__SHORT TASK__
Reproduce word for word every line below, from the one containing "out the pink" down to the last line, including both of those lines.

__TASK INPUT__
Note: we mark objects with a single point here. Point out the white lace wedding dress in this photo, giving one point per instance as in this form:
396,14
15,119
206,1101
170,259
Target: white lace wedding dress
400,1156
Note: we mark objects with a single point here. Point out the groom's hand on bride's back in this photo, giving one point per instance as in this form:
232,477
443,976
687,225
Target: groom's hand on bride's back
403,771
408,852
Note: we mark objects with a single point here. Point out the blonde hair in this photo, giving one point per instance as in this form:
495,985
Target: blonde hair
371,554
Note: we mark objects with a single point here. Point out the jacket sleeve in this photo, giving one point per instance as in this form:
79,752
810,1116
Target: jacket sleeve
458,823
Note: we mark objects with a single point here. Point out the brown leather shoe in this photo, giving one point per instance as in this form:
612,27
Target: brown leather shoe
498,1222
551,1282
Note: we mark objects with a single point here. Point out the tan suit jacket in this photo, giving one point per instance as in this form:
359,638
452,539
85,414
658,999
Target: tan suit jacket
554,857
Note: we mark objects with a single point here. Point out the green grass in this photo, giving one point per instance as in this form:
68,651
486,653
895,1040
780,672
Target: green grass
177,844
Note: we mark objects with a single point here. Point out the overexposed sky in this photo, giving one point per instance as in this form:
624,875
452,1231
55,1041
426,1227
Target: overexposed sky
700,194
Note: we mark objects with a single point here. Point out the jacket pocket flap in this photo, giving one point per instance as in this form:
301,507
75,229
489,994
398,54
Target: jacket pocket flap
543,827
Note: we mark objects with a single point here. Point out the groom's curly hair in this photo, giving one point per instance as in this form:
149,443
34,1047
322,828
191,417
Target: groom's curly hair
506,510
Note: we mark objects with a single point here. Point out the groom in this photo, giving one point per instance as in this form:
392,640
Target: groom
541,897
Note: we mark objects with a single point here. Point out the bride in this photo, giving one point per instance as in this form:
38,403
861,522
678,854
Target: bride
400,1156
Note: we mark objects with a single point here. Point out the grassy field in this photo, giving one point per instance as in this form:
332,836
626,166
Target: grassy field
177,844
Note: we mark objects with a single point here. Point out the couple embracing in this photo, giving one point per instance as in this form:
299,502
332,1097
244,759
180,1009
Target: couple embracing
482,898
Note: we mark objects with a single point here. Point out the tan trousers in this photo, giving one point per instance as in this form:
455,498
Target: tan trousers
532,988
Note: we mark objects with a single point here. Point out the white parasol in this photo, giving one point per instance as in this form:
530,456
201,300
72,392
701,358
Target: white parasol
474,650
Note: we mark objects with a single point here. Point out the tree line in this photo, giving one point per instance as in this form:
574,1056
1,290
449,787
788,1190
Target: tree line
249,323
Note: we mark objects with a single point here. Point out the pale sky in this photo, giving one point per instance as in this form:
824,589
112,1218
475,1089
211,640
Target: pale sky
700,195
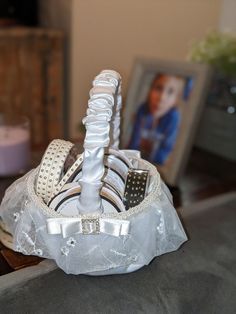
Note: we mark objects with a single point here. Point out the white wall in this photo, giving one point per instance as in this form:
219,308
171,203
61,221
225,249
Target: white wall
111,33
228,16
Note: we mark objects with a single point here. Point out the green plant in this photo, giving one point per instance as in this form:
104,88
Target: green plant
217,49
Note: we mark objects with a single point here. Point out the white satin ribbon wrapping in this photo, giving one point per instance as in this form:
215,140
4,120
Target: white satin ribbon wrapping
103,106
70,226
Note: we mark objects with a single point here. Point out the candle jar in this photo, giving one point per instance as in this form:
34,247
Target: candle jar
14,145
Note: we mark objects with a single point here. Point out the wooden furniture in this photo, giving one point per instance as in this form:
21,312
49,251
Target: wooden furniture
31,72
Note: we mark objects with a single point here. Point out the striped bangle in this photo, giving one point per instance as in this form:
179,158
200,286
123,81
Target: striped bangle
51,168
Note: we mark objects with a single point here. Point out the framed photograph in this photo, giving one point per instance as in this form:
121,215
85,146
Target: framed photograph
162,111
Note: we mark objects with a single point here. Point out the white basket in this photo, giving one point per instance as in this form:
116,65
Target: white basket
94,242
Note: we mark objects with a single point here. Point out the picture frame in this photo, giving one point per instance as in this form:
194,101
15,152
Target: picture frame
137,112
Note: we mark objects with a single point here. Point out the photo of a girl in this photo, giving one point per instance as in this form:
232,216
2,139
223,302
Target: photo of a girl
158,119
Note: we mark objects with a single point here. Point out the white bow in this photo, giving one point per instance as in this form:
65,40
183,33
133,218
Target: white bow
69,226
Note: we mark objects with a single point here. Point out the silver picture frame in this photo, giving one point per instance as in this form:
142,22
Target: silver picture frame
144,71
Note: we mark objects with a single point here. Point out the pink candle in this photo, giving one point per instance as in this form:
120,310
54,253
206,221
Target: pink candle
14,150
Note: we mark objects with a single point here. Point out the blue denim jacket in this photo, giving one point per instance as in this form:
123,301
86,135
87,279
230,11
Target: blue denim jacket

__EXERCISE SOLUTION__
Note: we mark objects with a single point here. Point out the pink candle in this photo, giving one point per instance as in this form:
120,310
54,253
206,221
Target: pink candle
14,150
Note: we mark objects with a single point here. Point out the blue denim jacket in this photo, giving one point per instance as in this form:
123,301
86,135
87,279
230,11
Target: blue denim jacket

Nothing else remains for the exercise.